── Page extract

American novelist and screenwriter (born 1995)

S. C. Megale (born Shea Coline Megale; June 13, 1995) is an American novelist and screenwriter, who frequently works in the young adult fiction, science fiction, and fantasy genres. She is best known for the novel This Is Not a Love Scene.

==Early life==
Born in Virginia to mother Megan and father Lawrence, Megale grew up in the Washington, D.C. area, the youngest of three children. Diagnosed at 18 months with spinal muscular atrophy, she is determined to live life on her own terms, and set out to launch a writing career at an early age.

==Career==
In 2007, the then-12-year-old Megale authored Marvelous Mercer, a children's book detailing fictionalized adventures with her real-life service dog, Mercer. That book was followed up with Marvelous Mercer: The Secret Project (2008) and Marvelous Mercer: All Paws on Deck (2009).

On September 26, 2007, Megale was the subject of a USA Today article. On September 27, she appeared on NBC's Today Show, where she was interviewed by Meredith Vieira. On October 22, Megale was featured in an article in The Washington Post, written by Amy Orndorff. On March 28, 2008, she appeared on the CBS Evening News, talking to reporter Richard Schlesinger in a segment introduced by Katie Couric.

As she entered her teens, Megale became increasingly interested in the young adult fiction, science fiction, and fantasy genres, and soon developed a reputation as a prolific writer, cranking out such novels as The Breakers series, The Brotherhood series, the Emporium series, Overboard, The Wall Between Us, and Starborn.

On April 12, 2010, Megale presided over the ceremonial opening bell ringing at the NASDAQ MarketSite in Times Square. On May 7, 2010, she hosted an all-star boxing event to support her charity—The Shea Coline Megale Trust—at Oheka Castle in Huntington, New York. Dubbed Hassle at the Castle, the show featured appearances by such boxing legends as Evander Holyfield, Gerry Cooney, Tyrell Biggs, Pernell Whitaker, and Lou Duva, as well as the divorced parents of Lindsay Lohan—Michael and Dina—whose presence at the gathering resulted in a tense confrontation between the embattled former spouses.

────

Activities:
a) Write out the stretch of the Megale biography from "S. C. Megale" through "a Love Scene.", swapping "screenwriter" for "playwright".
b) Extend the Megale biography with the next part, starting after its last sentence.
The items that come after the Megale biography are separate material and have no link to it.

── Provided information

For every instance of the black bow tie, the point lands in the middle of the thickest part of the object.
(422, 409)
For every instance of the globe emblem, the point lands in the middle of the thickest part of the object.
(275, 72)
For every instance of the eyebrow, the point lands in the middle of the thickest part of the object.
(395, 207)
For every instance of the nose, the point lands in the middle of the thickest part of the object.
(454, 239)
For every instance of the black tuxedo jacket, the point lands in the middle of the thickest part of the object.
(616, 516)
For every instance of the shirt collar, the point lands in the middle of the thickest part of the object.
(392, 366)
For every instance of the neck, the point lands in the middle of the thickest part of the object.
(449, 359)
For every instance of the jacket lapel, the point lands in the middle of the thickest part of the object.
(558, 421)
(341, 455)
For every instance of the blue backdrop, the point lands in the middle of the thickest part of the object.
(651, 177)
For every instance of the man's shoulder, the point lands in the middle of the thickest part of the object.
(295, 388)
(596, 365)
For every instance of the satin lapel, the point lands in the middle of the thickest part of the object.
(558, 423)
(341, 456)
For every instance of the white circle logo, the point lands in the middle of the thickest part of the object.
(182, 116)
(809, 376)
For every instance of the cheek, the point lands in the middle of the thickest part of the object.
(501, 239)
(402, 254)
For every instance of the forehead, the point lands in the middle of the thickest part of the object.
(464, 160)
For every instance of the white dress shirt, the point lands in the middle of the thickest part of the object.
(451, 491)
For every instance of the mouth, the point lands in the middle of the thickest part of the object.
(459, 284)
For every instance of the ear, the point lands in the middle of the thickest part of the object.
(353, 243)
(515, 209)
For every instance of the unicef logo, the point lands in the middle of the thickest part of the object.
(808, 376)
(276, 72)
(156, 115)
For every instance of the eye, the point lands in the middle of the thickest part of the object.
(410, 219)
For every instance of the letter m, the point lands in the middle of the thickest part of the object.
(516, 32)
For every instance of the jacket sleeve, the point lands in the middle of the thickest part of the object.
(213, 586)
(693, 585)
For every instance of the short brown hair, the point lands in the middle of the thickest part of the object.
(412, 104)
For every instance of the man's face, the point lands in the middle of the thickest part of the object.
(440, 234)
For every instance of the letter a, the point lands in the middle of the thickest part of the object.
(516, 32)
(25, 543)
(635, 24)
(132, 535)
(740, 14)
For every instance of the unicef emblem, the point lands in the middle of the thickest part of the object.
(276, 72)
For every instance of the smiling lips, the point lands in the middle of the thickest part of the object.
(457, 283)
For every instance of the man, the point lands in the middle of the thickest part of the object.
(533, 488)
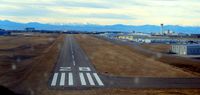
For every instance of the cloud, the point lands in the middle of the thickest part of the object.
(181, 12)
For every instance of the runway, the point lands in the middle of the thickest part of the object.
(74, 70)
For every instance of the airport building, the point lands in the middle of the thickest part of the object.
(184, 49)
(4, 33)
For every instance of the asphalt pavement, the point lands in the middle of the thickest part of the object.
(74, 70)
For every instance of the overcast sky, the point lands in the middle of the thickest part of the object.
(104, 12)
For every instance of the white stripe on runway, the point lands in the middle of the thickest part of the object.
(90, 79)
(82, 79)
(98, 79)
(54, 80)
(62, 79)
(74, 62)
(70, 81)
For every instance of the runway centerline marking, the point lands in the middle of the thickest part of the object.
(74, 62)
(83, 82)
(98, 79)
(62, 79)
(65, 69)
(90, 79)
(84, 69)
(70, 80)
(55, 77)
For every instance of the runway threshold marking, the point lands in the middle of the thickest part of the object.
(55, 76)
(90, 79)
(74, 62)
(70, 81)
(98, 79)
(83, 82)
(84, 69)
(62, 79)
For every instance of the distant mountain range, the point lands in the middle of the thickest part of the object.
(10, 25)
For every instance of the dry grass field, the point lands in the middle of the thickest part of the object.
(119, 60)
(35, 83)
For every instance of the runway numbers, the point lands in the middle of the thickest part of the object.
(83, 82)
(67, 79)
(70, 81)
(62, 79)
(90, 79)
(98, 79)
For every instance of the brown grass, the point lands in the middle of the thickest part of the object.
(36, 82)
(119, 60)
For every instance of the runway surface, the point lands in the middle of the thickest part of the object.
(73, 68)
(75, 71)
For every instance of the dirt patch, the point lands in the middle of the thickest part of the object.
(16, 61)
(112, 59)
(36, 82)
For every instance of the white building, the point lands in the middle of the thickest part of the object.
(191, 49)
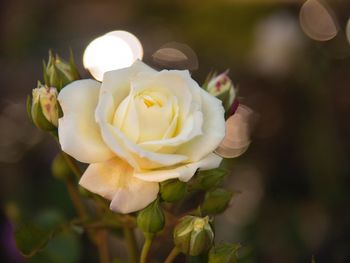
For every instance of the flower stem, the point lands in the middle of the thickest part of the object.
(72, 165)
(173, 254)
(99, 237)
(102, 245)
(146, 247)
(131, 244)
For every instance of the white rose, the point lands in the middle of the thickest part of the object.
(137, 128)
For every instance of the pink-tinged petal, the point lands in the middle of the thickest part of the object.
(79, 134)
(213, 130)
(114, 180)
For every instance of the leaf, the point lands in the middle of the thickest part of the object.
(30, 239)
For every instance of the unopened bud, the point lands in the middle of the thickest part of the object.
(172, 190)
(224, 253)
(221, 87)
(216, 201)
(58, 72)
(193, 235)
(44, 110)
(151, 219)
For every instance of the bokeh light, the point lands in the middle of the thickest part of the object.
(317, 21)
(114, 50)
(175, 55)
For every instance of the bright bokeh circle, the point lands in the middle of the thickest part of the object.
(114, 50)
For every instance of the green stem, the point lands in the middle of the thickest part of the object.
(102, 245)
(76, 199)
(131, 244)
(146, 247)
(72, 165)
(173, 254)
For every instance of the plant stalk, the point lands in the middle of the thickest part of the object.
(131, 244)
(146, 248)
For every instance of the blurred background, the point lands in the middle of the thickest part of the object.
(290, 61)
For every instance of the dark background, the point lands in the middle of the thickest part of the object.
(295, 177)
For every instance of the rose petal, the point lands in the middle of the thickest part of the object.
(117, 82)
(183, 172)
(114, 180)
(126, 149)
(79, 134)
(213, 129)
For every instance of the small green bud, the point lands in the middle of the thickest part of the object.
(151, 219)
(58, 72)
(59, 168)
(193, 235)
(44, 110)
(224, 253)
(216, 201)
(172, 190)
(222, 87)
(206, 180)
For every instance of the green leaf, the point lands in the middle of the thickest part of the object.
(39, 118)
(30, 239)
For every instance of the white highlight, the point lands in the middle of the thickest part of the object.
(114, 50)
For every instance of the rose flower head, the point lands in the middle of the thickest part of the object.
(137, 128)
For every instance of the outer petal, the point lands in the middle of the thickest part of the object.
(183, 172)
(114, 180)
(213, 129)
(117, 82)
(79, 134)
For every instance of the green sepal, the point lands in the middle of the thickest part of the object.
(193, 235)
(224, 253)
(151, 219)
(59, 168)
(172, 190)
(73, 66)
(39, 119)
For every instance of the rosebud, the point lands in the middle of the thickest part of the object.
(224, 253)
(172, 190)
(151, 219)
(59, 168)
(58, 73)
(44, 110)
(206, 180)
(193, 235)
(216, 201)
(221, 87)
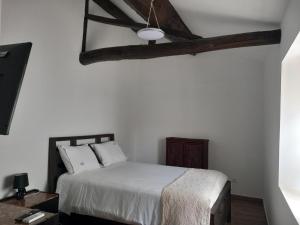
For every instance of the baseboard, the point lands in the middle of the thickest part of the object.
(248, 199)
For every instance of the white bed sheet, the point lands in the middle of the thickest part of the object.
(127, 192)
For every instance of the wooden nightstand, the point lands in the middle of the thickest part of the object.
(8, 214)
(44, 201)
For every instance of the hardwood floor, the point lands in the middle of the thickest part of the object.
(247, 211)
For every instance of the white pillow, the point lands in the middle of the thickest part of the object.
(109, 153)
(78, 158)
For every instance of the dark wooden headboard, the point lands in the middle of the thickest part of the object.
(56, 166)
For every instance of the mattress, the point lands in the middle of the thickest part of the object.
(128, 192)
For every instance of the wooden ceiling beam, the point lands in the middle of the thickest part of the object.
(116, 12)
(181, 48)
(166, 14)
(137, 26)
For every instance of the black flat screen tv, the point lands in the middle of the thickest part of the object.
(13, 62)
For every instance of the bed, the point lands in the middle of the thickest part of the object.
(90, 196)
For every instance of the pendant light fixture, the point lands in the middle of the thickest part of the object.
(151, 33)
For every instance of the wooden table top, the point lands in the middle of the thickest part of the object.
(31, 199)
(8, 214)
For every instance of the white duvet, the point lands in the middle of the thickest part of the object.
(127, 192)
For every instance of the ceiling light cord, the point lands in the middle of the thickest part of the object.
(155, 16)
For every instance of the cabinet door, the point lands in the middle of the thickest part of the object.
(175, 153)
(194, 155)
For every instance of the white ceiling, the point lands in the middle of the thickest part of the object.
(265, 11)
(221, 17)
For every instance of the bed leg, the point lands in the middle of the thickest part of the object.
(212, 219)
(228, 202)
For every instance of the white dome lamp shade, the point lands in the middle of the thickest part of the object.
(151, 33)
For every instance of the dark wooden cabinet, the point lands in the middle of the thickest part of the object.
(44, 201)
(190, 153)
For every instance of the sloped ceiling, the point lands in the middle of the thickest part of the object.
(208, 17)
(265, 11)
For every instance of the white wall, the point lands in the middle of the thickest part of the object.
(0, 16)
(216, 95)
(276, 206)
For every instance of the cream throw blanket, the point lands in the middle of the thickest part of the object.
(189, 199)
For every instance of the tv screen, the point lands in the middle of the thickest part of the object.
(13, 61)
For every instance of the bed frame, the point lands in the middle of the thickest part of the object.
(220, 212)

────

Expected outputs:
a)
S. C. Megale (born Shea Coline Megale; June 13, 1995) is an American novelist and playwright, who frequently works in the young adult fiction, science fiction, and fantasy genres. She is best known for the novel This Is Not a Love Scene.

b)
On November 17, 2014, Megale attended the premiere of The Hunger Games: Mockingjay – Part 1 at the Nokia Theatre in Los Angeles, California. That same year, she penned a paranormal romantic feature film script entitled Guardian.

In 2015, it was announced that motion picture production company Lost Colony Entertainment had optioned her novel Starborn, with filmmaker Richard O'Sullivan handling the screenplay adaptation.

On May 15, 2015, Megale appeared on WCBS-TV in New York, interviewed by reporter Carolyn Gusoff about her work with Canine Companions for Independence (CCI). That same day, she gave a speech at a CCI event in Medford, New York., and was also featured in the May 15, 2007 edition of Newsday, discussing her work with CCI.

On October 23, 2018, it was announced by St. Martin's Press/Wednesday Books that her Young Adult romance novel, This Is Not a Love Scene, would be released on May 7, 2019.

==Personal life==

An advocate for people living with disabilities, Meagle founded the Shea Coline Megale Trust, a nonprofit geared towards fighting SMA and helping those who live with the disease. A progressive, she spends much of her time working with children, and with dogs used as service animals, such as Canine Companions for Independence. Shea is also an active member of the Clifton Lions Club, a community service organization in Clifton, Virginia. She served as the club president in 2026-2027.